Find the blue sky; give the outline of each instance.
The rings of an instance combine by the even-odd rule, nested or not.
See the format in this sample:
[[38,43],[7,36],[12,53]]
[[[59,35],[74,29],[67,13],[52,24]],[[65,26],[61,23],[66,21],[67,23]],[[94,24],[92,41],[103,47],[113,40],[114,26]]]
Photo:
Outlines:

==========

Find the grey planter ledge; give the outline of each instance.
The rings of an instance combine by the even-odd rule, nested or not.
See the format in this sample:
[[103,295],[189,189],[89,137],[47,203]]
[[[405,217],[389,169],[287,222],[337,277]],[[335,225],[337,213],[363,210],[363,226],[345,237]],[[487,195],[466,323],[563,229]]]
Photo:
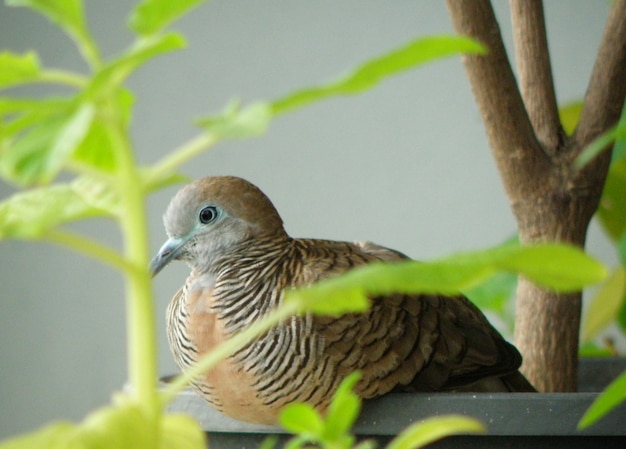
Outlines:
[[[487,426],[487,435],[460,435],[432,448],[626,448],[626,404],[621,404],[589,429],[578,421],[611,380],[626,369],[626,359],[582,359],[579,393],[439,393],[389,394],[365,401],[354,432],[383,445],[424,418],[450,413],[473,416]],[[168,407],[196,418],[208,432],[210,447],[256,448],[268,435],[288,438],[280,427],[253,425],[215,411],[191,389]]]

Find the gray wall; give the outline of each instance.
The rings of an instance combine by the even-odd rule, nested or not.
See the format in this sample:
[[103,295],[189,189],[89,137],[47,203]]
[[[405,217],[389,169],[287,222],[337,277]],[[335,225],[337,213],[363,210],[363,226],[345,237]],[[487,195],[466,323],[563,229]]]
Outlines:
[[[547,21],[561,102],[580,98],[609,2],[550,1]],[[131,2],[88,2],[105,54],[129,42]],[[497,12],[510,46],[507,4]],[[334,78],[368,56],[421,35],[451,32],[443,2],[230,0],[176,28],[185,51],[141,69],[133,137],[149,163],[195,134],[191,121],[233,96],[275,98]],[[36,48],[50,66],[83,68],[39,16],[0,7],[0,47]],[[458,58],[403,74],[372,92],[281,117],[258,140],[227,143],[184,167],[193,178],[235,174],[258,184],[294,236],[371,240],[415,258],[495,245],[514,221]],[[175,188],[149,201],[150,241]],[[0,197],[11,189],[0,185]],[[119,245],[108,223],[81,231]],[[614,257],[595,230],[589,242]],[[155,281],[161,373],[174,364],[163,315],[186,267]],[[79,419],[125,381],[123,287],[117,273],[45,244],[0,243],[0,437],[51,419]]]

==========

Exercise description
In the records, which lines use the word "give"? Report them.

Output below
Find the blue sky; give the outline of each instance.
Find the grey planter ledge; give the outline of each instance.
Find the gray wall; give the outline of each instance.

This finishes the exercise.